» EXPLORE THE MATERIAL:
1 > For the text on DHEA and ginkgo in Alzheimer’s disease, decide whether each statement agrees with it, answering yes or no and quoting the deciding words: (a) In the trial using 1,600 mg of DHEA per day, mood improved in elderly people. (b) Ginkgo Biloba extract is an approved treatment for early-stage Alzheimer’s disease in Europe. (c) Research studies have used 120 to 240 mg of GBE.
2 > Reproduce word for word the part of the text on DHEA and ginkgo in Alzheimer’s disease starting with "In one double-blind" and going on through "not always better.".
3 > Carry the text on DHEA and ginkgo in Alzheimer’s disease further, picking up after its last sentence.

» QUOTED PASSAGE:
Most, but not all, studies have found that people with Alzheimer’s disease have lower blood DHEA levels than do people without the condition. Emerging evidence suggests a possible benefit of DHEA supplementation in people with Alzheimer’s disease.
In one double-blind trial, participants who took 50 mg twice daily for six months had a significantly better mental performance at the three-month mark than those taking placebo. At six months, statistically significant differences between the two groups were not seen, but results still favored DHEA.
In another clinical trial, massive amounts of DHEA (1,600 mg per day for four weeks) failed to improve mental function or mood in elderly people with or without Alzheimer’s disease. It is likely that the amount of DHEA used in this trial was far in excess of an appropriate amount, illustrating that more is not always better.
Herbs that may be helpful.
An extract made from the leaves of the Ginkgo Biloba tree is an approved treatment for early-stage Alzheimer’s disease in Europe. While not a cure, Ginkgo Biloba extract (GBE) may improve memory and quality of life and slow progression in the early stages of the disease. In addition, four double-blind trials have shown that GBE is helpful for people in the early stages of
Alzheimer’s disease, as well as for those experiencing another form of dementia known as multi-infarct dementia. One trial reported no effect of GBE supplementation in the treatment of Alzheimer’s disease, vascular dementia, or age-associated memory impairment.
However, the results of this trial have been criticized, since the analysis of the results does not separate those patients with Alzheimer’s disease or vascular dementia from those with age-associated memory impairment.
A comparison of placebo-controlled trials of ginkgo for Alzheimer’s disease concluded that the herb compared favorably with two prescription drugs, donepezil, and tacrine, commonly used to treat the condition. Research studies have used 120 to 240 mg of GBE, standardized to contain 6% terpene lactones and 24% flavones glycosides per day, generally divided into two or three portions. GBE may need to be taken for six to eight weeks before desired actions are noticed.

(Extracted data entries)
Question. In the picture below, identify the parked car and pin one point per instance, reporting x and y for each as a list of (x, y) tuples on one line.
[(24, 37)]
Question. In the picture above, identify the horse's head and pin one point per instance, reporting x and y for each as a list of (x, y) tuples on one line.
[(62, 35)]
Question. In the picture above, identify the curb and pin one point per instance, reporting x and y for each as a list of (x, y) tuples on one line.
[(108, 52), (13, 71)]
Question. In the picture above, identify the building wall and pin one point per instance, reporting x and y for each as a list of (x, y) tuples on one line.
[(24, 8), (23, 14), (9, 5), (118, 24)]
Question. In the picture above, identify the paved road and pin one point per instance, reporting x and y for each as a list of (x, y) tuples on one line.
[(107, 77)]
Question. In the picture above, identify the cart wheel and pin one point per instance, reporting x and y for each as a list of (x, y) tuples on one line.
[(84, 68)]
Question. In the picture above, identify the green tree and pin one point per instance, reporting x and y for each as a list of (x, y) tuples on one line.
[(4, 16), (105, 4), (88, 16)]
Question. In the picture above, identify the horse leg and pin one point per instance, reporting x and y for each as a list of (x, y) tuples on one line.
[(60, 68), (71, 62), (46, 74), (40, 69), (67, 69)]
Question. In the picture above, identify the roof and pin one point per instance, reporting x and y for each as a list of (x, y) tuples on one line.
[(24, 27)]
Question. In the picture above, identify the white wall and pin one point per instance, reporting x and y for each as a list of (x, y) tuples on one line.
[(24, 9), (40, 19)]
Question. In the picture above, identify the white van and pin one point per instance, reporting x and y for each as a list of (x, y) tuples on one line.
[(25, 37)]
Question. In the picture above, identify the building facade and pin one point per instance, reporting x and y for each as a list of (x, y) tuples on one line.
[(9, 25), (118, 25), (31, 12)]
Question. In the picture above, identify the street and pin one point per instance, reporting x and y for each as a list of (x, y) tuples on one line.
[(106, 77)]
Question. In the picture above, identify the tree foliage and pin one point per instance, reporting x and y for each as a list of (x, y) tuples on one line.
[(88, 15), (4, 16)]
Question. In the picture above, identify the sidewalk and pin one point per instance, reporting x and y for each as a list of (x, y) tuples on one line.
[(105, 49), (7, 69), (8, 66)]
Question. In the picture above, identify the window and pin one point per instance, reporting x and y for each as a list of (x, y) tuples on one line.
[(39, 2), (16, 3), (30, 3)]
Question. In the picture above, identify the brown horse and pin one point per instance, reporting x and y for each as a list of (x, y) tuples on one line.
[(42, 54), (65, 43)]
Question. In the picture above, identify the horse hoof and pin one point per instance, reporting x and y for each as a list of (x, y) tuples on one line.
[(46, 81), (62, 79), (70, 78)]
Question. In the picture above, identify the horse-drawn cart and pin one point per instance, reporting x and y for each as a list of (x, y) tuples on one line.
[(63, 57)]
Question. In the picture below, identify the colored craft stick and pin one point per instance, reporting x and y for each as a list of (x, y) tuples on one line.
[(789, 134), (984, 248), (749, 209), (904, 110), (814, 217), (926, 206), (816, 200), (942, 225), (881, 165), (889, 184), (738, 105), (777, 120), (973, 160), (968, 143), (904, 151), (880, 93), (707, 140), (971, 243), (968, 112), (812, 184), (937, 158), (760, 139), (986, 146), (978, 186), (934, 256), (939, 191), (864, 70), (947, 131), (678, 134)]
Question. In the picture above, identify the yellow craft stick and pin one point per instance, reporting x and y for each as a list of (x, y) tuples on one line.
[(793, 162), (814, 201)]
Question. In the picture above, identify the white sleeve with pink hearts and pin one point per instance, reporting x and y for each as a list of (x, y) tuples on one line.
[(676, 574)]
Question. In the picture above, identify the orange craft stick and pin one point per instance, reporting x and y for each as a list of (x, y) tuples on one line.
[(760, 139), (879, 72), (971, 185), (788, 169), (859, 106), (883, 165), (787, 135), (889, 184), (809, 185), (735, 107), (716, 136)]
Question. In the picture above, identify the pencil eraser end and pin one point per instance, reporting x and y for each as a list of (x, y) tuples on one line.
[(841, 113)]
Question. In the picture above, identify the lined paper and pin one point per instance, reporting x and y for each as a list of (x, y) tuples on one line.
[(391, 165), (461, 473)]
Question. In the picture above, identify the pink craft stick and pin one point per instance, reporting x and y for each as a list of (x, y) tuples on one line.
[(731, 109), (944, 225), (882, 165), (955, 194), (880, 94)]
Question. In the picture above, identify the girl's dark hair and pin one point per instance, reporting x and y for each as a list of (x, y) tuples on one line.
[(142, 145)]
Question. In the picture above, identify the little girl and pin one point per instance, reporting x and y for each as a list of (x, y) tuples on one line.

» RESPONSES IN ORDER:
1 >
(a) No: "failed to improve mental function or mood in elderly people with or without Alzheimer’s disease"
(b) Yes: "is an approved treatment for early-stage Alzheimer’s disease in Europe"
(c) Yes: "Research studies have used 120 to 240 mg of GBE"

2 >
In one double-blind trial, participants who took 50 mg twice daily for six months had a significantly better mental performance at the three-month mark than those taking placebo. At six months, statistically significant differences between the two groups were not seen, but results still favored DHEA.
In another clinical trial, massive amounts of DHEA (1,600 mg per day for four weeks) failed to improve mental function or mood in elderly people with or without Alzheimer’s disease. It is likely that the amount of DHEA used in this trial was far in excess of an appropriate amount, illustrating that more is not always better.

3 >
Huperzine A is a substance found in huperzia (Huperzia serrata), a Chinese medicinal herb. In a placebo-controlled trial, 58% of people with Alzheimer’s disease had significant improvement in memory and mental and behavioral function after taking 200 mcg of huperzine A twice per day for eight weeks—a statistically significant improvement compared to the 36% who responded to placebo.
Another double-blind trial using injected huperzine A confirmed a positive effect in people with dementia, including, but not limited to, Alzheimer’s disease. Yet another double-blind trial found thathuperzine A, given at levels of 100 to 150 mcg two to three times per day for four to six weeks, was more effective at improving minor memory loss associated with age-related cognitive decline than the drug piracetam.
This study found that huperzine A was not effective in relieving symptoms of Alzheimer’s disease. Clearly, more research is needed before the usefulness of huperzine A for Alzheimer’s disease is confirmed.
Lesser periwinkle contains the alkaloid vincamine.
Supplementation with a semi-synthetic derivative of vincamine, known as vinpocentine, showed no benefit for people with Alzheimer’s disease in a preliminary study, but vincamine itself was shown to be beneficial in a later double-blind trial.
In a double-blind trial, supplementation with an extract of lemon balm (Melissa officinalis) for 16 weeks significantly improved cognitive function and significantly reduced agitation, compared with a placebo, in people with Alzheimer’s disease. The amount of lemon balm used was 60 drops per day of a 1:1 tincture, standardized to contain at least 500 mcg per ml of citral.